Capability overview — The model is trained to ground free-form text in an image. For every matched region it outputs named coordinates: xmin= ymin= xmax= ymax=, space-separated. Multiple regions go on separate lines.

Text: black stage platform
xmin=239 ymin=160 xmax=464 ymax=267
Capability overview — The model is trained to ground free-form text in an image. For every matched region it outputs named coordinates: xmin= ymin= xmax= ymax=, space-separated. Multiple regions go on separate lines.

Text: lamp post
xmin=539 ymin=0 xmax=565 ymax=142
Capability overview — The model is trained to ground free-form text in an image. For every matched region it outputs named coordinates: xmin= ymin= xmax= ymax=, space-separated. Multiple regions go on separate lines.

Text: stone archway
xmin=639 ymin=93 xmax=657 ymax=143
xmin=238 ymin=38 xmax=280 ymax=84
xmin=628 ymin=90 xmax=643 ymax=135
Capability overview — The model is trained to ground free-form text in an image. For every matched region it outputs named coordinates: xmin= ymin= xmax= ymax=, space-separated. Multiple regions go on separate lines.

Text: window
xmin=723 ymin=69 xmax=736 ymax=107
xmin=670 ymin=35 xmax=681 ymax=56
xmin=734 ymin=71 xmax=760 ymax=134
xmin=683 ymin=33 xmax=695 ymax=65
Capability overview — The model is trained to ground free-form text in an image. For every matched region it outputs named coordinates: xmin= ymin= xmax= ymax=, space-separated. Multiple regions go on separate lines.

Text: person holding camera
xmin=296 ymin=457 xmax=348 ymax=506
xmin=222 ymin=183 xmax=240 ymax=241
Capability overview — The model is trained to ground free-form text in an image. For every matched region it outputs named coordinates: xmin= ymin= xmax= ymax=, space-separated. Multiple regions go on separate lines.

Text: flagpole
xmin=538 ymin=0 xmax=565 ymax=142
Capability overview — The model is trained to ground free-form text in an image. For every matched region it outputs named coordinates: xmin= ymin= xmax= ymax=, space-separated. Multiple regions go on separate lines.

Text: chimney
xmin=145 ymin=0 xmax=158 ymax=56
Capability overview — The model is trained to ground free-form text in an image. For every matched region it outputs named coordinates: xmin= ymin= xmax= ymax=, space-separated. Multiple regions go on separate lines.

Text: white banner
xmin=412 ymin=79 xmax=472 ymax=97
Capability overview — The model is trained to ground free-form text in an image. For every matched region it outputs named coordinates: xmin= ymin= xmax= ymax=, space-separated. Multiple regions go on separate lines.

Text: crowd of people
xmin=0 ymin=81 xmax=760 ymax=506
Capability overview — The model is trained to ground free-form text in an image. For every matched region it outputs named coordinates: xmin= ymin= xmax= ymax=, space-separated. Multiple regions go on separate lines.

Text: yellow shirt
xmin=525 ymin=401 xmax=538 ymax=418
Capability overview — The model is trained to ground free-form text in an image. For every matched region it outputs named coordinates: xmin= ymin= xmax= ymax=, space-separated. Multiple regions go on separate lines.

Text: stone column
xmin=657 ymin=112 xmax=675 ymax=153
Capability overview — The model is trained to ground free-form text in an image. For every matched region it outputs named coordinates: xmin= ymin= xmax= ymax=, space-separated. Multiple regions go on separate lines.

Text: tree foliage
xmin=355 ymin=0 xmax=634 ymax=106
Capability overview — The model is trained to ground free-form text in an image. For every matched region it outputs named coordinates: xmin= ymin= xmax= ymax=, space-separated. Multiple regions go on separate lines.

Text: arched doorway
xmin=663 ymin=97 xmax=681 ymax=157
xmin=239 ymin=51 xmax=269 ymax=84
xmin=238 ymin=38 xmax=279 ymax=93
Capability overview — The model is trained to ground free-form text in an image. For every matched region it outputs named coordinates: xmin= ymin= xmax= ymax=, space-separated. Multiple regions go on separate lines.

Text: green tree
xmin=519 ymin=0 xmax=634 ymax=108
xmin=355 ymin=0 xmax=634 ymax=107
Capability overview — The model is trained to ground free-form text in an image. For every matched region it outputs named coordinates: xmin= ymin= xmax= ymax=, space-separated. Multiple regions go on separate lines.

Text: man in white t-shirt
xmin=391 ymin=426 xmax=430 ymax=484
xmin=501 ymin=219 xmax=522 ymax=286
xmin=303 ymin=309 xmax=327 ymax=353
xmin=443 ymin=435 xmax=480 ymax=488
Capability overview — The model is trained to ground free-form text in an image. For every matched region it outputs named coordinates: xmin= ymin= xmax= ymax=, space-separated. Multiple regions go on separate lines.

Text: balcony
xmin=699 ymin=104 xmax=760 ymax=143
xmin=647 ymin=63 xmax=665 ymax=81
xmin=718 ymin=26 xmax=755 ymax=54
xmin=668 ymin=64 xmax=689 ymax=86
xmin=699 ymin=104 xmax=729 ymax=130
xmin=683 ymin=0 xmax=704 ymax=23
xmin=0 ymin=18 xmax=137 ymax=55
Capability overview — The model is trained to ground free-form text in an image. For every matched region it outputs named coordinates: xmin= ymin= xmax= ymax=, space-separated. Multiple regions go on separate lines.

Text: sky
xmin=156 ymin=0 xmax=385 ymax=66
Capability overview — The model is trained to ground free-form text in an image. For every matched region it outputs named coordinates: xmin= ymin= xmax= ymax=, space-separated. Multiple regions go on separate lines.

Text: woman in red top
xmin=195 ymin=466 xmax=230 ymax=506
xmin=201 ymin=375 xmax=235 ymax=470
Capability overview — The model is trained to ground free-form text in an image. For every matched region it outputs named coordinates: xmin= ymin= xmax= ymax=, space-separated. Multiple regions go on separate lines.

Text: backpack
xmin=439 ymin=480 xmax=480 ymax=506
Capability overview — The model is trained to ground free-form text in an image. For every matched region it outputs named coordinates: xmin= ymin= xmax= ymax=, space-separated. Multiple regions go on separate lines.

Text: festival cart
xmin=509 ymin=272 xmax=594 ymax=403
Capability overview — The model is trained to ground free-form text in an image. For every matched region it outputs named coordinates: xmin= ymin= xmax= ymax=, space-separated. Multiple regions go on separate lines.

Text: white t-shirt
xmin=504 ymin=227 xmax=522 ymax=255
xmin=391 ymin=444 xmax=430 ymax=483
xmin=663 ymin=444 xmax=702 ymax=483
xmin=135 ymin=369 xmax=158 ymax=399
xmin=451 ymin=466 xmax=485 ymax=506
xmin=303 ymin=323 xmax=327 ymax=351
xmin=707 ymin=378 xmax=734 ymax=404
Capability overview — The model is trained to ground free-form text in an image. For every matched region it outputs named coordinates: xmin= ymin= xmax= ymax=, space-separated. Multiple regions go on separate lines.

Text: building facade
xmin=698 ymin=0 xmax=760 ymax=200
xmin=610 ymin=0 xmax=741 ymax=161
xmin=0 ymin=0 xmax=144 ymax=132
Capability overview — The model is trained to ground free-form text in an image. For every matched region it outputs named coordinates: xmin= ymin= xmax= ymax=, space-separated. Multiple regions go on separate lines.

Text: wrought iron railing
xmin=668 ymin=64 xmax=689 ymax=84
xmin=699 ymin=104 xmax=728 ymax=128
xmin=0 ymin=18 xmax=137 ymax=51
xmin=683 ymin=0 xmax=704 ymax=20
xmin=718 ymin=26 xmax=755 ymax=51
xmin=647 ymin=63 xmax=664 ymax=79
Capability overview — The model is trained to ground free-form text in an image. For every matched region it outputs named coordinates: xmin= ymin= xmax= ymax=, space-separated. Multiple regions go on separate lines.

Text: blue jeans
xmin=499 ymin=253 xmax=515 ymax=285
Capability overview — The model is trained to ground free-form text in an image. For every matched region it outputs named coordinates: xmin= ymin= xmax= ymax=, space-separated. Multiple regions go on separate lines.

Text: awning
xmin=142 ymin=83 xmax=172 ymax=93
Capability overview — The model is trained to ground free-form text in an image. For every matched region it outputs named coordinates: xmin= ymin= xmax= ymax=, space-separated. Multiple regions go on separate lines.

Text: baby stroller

☆ ☆ ☆ ☆

WRITTEN TASK: Copy every line of the records from the start through the line that contains "xmin=539 ymin=0 xmax=565 ymax=142", increasing each bounding-box coordinate in the answers by 15 and leaving all other text unchanged. Stop at that line.

OUTPUT OF THE TASK:
Capability overview — The model is trained to ground free-form text in an image. For every matched region it outputs named coordinates: xmin= ymin= xmax= ymax=, space-separated. Multiple regions go on separate lines.

Text: black stage platform
xmin=254 ymin=175 xmax=479 ymax=282
Capability overview — The model is trained to ground free-form text in an image. For every matched region it outputs named coordinates: xmin= ymin= xmax= ymax=, space-separated. Multiple regions go on separate lines.

Text: lamp post
xmin=554 ymin=15 xmax=580 ymax=157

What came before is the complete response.